## [Page excerpt]
----------------------------------------
And what shall we seek over against our lost neighbor? -- The truth that people are people; bone of bone, flesh of flesh, blood of blood; with a bond of brotherhood, born of sonship in God; across every supposed barrier of race, color, culture, nationality, or religious expression!

 

There is one thing that unites us all.  It isn’t a party, and it isn’t an “ism.”  It is God in Christ now reconciling the world unto himself.

 

Jesus Christ himself gave the definition of a neighbor in a simple little story of a good Samaritan, that stands as a holy classic forever, a story that recognizes need and goodness across every  human barrier.  [Luke 10: 29-37].  It must be a terrific thing to pray for ones enemies, as Christ did - and as his followers surely ought - not for their evil; (Christ is forever against it, and ours); but for people; (Christ forever seeks them, and us!)

 

The freedom of mankind is something vastly more than the right to be a number or a name in a census register, it is freedom to be a part of the family of God.  It is more than individual men redeemed by God’s love; it is redemption of individual men and women into a commonwealth of the redeemed.
----------------------------------------
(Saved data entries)

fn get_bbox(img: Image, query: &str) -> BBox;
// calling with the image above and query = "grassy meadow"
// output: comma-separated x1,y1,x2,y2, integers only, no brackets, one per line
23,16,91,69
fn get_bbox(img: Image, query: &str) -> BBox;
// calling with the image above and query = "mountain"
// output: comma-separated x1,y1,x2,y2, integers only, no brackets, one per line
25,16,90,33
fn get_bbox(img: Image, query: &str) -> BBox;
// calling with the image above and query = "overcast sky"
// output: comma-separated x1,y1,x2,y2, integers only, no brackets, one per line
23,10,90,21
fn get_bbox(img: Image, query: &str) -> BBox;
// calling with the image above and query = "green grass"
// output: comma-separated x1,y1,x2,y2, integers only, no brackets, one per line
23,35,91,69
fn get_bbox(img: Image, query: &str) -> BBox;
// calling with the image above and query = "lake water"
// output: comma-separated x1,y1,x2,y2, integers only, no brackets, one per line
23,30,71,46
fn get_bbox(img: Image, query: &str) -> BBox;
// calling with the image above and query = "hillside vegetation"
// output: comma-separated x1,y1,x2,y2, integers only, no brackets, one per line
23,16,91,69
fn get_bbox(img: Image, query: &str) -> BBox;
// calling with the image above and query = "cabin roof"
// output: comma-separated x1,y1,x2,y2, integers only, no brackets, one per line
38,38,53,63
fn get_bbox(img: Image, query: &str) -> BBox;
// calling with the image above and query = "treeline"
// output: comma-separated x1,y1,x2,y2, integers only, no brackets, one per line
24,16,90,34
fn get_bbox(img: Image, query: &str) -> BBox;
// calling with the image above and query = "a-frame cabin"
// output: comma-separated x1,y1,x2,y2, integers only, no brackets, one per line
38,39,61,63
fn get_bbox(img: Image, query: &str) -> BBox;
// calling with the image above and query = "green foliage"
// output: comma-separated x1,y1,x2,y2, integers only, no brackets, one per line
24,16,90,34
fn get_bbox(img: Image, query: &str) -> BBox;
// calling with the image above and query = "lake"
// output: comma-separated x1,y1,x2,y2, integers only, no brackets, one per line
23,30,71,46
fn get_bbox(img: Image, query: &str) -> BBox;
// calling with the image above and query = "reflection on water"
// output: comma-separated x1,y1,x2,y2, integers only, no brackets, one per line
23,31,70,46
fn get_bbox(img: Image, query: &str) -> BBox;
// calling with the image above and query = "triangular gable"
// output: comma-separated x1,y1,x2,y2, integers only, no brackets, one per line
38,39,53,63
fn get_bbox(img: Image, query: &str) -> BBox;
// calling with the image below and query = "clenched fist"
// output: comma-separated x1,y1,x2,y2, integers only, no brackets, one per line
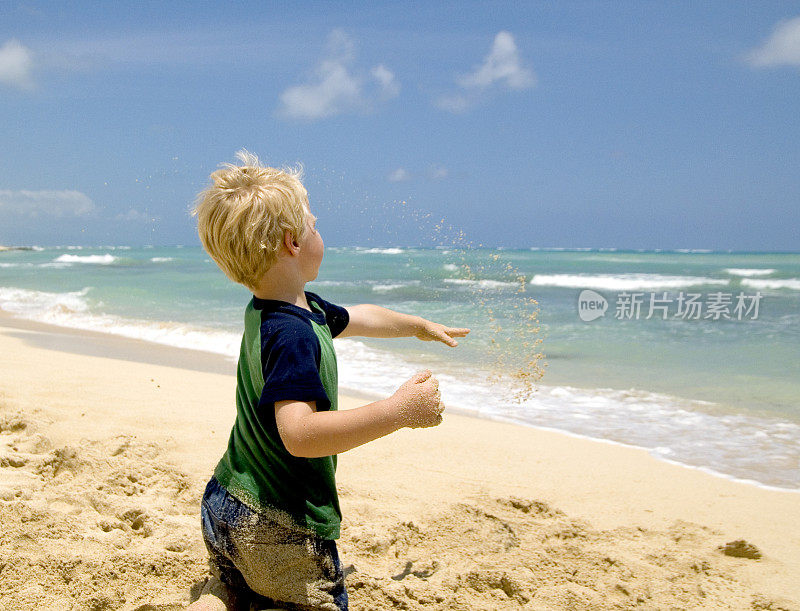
----------------------------------------
## [Work order]
In the excerpt on neighbors and brotherhood, what is named as the one thing that unites us all?

## [Exercise output]
God in Christ now reconciling the world unto himself.